Emeritus Professor John Carroll

email: jec1000

John Carroll is an Emeritus Professor at Cambridge where he became a lecturer in 1967 and subsequently a Director of Studies at Queens' College, Reader, Professor, Head of B Division, Chairman of the Council of the School of Technology and member of the General Board before retiring in 2001. He has been a chairman of the local IEE section, Editor of the IEE Journal "Solid State Electron Devices" and has served on the IEE Accreditation Board. He is currently a Life Fellow of Queens' College and a Fellow of the Royal Academy of Engineering.
•••••
§ Given task A:
Return the rows from the start of the records through the line holding "xmin=315 ymin=39 xmax=348 ymax=92", both ends included, copying each line unchanged.

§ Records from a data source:
•••••
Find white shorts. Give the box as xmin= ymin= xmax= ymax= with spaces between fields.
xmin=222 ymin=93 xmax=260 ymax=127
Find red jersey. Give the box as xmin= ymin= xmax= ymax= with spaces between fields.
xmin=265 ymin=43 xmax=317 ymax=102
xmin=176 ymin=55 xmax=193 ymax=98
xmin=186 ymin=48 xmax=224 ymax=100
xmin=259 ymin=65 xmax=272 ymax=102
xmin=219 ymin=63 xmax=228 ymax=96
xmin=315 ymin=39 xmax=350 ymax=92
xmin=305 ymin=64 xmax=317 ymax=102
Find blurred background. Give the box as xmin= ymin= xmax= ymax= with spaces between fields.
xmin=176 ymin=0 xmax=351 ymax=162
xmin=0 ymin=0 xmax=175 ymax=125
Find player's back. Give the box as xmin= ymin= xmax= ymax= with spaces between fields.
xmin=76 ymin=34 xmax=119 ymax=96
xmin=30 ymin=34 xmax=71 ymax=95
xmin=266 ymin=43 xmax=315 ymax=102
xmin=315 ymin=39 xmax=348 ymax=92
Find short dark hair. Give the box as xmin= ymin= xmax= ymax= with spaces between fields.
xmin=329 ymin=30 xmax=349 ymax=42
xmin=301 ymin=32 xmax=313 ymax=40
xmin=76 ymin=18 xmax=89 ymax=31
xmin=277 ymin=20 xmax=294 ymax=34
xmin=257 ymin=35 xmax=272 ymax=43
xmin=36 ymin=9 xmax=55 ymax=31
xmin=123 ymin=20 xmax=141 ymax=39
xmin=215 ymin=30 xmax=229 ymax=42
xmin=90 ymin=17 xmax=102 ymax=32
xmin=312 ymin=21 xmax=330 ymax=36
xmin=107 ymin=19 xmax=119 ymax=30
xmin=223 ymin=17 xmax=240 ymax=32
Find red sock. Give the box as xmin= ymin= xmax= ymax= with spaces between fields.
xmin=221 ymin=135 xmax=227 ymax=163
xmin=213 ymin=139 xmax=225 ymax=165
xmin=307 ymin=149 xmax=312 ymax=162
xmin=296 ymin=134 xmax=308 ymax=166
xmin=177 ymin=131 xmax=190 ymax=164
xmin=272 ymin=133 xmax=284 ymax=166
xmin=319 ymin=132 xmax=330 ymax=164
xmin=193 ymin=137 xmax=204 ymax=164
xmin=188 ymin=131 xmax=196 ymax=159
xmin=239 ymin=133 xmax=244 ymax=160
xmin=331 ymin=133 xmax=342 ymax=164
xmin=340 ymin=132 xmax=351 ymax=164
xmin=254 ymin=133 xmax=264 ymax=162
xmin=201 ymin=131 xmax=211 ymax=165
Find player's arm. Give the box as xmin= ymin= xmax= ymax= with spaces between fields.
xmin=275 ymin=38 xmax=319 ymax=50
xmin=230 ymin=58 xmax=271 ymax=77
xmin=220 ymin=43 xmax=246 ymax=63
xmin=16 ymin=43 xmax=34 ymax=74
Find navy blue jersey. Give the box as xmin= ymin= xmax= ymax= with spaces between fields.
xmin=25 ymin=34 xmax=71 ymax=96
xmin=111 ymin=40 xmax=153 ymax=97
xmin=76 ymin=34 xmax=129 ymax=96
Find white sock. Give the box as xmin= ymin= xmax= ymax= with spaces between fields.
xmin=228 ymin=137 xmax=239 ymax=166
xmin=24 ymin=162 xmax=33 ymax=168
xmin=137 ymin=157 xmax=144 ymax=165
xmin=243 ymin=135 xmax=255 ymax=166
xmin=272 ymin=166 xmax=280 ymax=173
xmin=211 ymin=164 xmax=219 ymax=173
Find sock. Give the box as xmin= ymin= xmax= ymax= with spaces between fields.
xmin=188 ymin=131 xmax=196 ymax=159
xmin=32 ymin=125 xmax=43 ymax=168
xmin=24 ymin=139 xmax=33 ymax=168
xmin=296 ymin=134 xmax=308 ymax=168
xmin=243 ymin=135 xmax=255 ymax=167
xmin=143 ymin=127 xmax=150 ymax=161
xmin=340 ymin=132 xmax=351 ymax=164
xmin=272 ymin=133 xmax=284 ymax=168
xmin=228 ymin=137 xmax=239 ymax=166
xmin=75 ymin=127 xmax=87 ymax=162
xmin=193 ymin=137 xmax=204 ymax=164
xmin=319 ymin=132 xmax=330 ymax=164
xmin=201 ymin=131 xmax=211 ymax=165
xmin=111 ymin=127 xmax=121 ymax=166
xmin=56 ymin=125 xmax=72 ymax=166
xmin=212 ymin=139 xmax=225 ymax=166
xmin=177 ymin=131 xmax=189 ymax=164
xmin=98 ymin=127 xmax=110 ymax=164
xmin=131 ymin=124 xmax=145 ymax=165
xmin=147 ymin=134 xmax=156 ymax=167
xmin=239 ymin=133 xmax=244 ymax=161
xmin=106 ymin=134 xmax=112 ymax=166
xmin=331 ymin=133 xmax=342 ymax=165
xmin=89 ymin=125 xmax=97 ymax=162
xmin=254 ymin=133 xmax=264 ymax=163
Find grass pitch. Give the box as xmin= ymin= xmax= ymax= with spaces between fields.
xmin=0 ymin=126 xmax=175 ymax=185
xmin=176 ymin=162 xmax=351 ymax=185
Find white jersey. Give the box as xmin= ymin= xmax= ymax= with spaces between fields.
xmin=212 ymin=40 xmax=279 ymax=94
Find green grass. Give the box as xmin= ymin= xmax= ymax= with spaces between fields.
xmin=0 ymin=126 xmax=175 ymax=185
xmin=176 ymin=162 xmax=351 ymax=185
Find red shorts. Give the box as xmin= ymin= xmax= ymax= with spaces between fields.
•••••
§ Given task B:
Answer these from the profile text:
(i) In what year did he become a lecturer at Cambridge?
(ii) Which IEE journal did he edit?
(iii) In what year did he retire?

§ Task result A:
Find white shorts. Give the box as xmin= ymin= xmax= ymax= with spaces between fields.
xmin=222 ymin=93 xmax=260 ymax=127
Find red jersey. Give the box as xmin= ymin= xmax= ymax= with spaces between fields.
xmin=265 ymin=43 xmax=317 ymax=102
xmin=176 ymin=55 xmax=193 ymax=98
xmin=186 ymin=48 xmax=224 ymax=100
xmin=259 ymin=65 xmax=272 ymax=102
xmin=219 ymin=63 xmax=228 ymax=96
xmin=315 ymin=39 xmax=350 ymax=92
xmin=305 ymin=64 xmax=317 ymax=102
Find blurred background. Give the box as xmin= ymin= xmax= ymax= with spaces between fields.
xmin=176 ymin=0 xmax=351 ymax=162
xmin=0 ymin=0 xmax=175 ymax=125
Find player's back. Give the box as xmin= ymin= xmax= ymax= with spaces between fields.
xmin=76 ymin=34 xmax=119 ymax=96
xmin=30 ymin=34 xmax=71 ymax=95
xmin=266 ymin=43 xmax=315 ymax=102
xmin=315 ymin=39 xmax=348 ymax=92

§ Task result B:
(i) 1967
(ii) "Solid State Electron Devices"
(iii) 2001